EXERCISE DESCRIPTION: Transcribe the stretch of entries below from the line with "positive clicks: (1100, 416)" through the line with "395L1349 546L1616 591L1618", exactly and with both ends included; leave out all other lines.

THE DATA:
= = =

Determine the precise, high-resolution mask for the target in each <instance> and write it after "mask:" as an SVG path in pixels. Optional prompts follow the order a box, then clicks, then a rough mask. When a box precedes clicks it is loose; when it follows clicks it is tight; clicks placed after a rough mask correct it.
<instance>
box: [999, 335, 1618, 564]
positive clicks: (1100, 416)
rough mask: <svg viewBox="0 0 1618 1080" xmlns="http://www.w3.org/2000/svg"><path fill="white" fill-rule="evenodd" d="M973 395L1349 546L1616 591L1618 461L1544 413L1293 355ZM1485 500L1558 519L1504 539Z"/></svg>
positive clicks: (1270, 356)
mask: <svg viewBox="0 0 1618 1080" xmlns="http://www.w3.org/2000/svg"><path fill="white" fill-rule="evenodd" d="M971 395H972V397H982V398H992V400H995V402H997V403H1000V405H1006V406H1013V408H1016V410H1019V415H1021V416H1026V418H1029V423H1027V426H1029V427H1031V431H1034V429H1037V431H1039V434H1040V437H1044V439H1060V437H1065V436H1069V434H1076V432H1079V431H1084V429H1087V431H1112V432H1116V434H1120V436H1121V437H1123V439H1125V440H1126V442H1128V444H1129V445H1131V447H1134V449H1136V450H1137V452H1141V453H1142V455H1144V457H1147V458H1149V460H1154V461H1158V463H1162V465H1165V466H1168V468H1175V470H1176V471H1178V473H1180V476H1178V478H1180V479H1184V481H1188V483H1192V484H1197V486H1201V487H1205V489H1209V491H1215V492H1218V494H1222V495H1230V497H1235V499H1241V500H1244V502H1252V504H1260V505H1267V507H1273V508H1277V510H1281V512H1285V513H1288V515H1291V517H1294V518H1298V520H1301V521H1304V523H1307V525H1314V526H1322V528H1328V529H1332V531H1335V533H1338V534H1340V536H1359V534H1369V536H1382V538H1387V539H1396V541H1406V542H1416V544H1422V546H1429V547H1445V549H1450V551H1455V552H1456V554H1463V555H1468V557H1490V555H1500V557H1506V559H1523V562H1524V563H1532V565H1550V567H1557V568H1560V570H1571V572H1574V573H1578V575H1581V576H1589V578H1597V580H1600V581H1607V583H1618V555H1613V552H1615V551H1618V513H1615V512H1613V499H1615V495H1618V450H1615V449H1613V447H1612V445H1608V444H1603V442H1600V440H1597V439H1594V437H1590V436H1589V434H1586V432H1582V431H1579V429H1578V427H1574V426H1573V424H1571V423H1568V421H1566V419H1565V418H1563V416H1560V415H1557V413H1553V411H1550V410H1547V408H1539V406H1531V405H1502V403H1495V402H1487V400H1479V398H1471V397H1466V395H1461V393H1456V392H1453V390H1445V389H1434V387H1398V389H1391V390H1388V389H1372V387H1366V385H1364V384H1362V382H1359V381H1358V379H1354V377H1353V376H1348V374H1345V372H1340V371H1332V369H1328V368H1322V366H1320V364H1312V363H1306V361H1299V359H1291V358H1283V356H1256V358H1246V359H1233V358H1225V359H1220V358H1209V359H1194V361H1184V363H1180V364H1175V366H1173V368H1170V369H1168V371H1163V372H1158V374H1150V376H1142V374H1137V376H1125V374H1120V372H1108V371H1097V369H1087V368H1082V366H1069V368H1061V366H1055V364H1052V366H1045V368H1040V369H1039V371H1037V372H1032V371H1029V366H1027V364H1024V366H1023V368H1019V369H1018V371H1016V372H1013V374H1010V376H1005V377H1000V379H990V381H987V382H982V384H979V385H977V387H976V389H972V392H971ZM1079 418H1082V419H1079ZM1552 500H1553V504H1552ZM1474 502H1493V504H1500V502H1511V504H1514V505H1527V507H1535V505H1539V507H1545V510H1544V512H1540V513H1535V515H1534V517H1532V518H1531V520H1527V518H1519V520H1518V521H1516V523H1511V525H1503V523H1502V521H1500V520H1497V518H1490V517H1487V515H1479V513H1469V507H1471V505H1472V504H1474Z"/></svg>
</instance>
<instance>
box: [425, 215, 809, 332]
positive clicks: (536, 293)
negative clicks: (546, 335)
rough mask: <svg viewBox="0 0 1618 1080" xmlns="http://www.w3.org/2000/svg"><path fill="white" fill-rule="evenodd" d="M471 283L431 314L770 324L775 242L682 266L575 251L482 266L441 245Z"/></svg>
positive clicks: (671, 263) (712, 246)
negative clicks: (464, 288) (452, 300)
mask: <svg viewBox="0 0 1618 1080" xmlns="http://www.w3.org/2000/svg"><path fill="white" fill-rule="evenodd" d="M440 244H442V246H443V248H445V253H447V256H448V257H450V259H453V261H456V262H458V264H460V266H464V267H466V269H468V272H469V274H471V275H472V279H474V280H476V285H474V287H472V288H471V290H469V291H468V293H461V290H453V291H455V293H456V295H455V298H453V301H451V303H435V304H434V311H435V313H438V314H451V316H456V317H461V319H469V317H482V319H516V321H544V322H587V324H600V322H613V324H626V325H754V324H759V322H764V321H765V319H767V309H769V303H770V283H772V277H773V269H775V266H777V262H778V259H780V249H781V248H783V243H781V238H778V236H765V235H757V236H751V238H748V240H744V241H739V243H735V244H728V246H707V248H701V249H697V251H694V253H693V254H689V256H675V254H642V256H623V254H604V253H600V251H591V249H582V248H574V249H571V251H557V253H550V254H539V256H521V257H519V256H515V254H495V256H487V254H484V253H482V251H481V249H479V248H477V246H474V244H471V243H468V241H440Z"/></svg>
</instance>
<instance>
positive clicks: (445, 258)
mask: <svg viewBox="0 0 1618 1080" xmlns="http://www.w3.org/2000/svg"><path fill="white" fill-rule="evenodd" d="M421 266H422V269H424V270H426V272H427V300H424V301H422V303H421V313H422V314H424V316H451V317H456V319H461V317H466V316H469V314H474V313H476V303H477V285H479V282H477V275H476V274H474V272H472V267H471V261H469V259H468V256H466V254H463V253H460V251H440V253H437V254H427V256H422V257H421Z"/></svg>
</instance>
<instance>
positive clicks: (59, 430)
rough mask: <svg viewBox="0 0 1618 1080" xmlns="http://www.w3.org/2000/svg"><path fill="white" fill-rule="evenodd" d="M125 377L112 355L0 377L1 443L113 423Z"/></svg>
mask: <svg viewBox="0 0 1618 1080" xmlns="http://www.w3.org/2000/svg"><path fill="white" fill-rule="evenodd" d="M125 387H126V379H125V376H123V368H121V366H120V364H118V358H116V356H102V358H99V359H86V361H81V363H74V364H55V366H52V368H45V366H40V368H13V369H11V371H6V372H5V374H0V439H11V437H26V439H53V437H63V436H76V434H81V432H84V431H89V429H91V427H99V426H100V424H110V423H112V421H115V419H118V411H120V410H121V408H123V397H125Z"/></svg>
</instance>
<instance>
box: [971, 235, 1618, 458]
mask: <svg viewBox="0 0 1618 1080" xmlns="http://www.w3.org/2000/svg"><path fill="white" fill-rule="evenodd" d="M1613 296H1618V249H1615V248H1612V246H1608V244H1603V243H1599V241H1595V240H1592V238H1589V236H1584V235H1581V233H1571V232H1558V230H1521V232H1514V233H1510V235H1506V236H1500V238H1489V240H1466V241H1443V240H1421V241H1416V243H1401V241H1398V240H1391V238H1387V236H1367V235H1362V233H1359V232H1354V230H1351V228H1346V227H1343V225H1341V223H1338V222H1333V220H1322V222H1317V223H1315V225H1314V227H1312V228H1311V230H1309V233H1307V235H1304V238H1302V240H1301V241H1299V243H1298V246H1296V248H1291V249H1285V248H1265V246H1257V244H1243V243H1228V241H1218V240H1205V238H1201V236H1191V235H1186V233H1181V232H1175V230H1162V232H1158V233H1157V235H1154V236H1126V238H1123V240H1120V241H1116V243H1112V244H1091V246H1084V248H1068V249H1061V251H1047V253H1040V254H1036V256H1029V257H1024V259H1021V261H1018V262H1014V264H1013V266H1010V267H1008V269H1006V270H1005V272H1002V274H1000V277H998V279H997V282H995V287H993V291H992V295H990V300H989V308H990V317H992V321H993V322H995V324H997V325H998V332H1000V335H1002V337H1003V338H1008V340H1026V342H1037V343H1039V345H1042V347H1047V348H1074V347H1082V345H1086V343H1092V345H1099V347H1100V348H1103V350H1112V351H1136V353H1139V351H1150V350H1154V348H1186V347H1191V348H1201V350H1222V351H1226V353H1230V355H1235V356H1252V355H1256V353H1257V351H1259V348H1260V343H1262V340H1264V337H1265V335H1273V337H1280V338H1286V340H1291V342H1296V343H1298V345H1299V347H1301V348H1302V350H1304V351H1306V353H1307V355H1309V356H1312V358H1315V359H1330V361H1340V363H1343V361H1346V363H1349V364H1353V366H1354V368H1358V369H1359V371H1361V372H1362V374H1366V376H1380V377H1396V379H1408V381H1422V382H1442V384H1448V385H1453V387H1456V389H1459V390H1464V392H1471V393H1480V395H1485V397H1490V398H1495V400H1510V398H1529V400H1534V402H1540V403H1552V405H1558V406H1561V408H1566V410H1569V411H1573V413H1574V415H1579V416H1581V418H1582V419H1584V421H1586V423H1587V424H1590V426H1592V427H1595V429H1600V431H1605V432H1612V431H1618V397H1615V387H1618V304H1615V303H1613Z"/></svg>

= = =

ANSWER BOX:
positive clicks: (1100, 416)
rough mask: <svg viewBox="0 0 1618 1080" xmlns="http://www.w3.org/2000/svg"><path fill="white" fill-rule="evenodd" d="M973 395L1349 546L1616 591L1618 461L1544 413L1293 355ZM1485 500L1558 519L1504 539Z"/></svg>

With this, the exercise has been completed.